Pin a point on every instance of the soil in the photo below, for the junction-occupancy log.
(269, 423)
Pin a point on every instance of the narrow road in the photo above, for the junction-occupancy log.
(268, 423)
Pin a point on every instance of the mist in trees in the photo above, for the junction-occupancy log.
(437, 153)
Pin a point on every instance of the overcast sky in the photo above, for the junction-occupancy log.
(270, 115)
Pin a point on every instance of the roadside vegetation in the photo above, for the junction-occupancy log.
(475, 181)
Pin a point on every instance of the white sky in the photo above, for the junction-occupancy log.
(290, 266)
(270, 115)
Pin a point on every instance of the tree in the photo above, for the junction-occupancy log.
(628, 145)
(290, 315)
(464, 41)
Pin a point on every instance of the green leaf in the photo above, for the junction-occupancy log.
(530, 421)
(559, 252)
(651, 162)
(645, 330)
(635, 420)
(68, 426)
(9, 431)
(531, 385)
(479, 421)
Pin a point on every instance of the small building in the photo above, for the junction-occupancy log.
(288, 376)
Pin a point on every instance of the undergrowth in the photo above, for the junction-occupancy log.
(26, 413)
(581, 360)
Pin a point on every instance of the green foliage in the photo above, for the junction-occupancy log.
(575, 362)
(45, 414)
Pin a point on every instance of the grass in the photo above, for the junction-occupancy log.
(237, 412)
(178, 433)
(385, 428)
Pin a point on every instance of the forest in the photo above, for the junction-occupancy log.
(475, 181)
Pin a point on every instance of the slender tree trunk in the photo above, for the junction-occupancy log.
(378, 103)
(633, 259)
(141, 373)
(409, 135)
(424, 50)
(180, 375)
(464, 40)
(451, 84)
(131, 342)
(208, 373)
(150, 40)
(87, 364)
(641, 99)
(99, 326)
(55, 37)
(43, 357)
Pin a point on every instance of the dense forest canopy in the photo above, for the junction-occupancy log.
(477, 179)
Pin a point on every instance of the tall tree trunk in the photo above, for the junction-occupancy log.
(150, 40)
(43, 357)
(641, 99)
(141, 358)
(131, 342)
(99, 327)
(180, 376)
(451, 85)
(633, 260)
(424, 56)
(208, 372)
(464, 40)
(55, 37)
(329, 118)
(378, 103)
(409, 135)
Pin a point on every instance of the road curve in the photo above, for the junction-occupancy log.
--
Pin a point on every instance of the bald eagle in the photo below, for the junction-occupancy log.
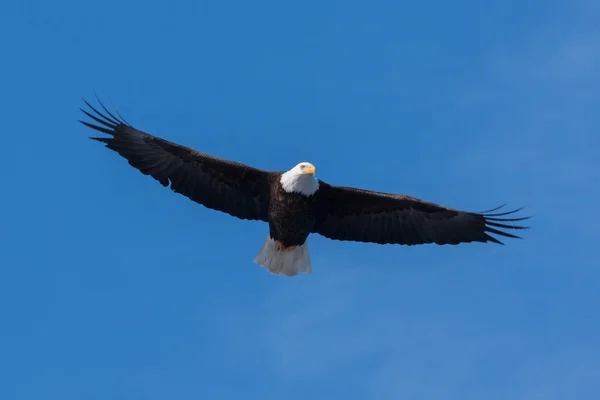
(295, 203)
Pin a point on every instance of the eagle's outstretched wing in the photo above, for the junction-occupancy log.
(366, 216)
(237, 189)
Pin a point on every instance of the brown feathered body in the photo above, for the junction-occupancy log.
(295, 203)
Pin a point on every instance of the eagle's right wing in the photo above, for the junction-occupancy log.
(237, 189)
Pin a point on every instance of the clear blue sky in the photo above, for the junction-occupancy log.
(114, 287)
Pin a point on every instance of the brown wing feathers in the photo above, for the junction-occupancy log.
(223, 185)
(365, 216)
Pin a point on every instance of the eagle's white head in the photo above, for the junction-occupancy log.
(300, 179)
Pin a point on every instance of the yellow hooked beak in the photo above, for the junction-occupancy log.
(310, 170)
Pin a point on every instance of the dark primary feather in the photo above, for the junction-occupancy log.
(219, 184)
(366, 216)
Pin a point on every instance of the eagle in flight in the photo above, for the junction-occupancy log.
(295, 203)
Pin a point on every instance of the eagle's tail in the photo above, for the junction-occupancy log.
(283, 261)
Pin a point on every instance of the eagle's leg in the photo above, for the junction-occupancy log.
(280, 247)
* * *
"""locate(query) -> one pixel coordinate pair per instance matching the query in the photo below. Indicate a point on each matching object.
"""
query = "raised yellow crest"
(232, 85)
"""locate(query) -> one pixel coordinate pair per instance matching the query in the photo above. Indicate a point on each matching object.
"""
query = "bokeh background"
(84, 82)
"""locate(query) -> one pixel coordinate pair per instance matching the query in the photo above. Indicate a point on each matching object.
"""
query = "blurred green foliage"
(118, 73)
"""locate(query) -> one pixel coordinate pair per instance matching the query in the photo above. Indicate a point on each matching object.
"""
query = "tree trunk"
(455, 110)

Brief
Find every line in the data above that contains the string "eagle" and copy each such line in full. Case counts, so match capital and lowercase letters exactly.

In response
Pin a point on every instance of the bald eagle in the photo below, for the junction-occupancy log.
Pin a point on every instance of the eagle's outstretched wing in the photo above, for the junction-occupancy log.
Pin a point on every instance of the eagle's right wing in the photo above, for the junction-occupancy log.
Pin a point on every instance of the eagle's white head in the photo above, for the junction-occupancy log.
Pin a point on every instance of the eagle in flight in the photo above, for the junction-occupancy log.
Pin a point on every instance of the eagle's tail in the photo above, for the junction-occupancy log.
Pin a point on every instance of the eagle's leg in the photo above, for the junction-occupancy log.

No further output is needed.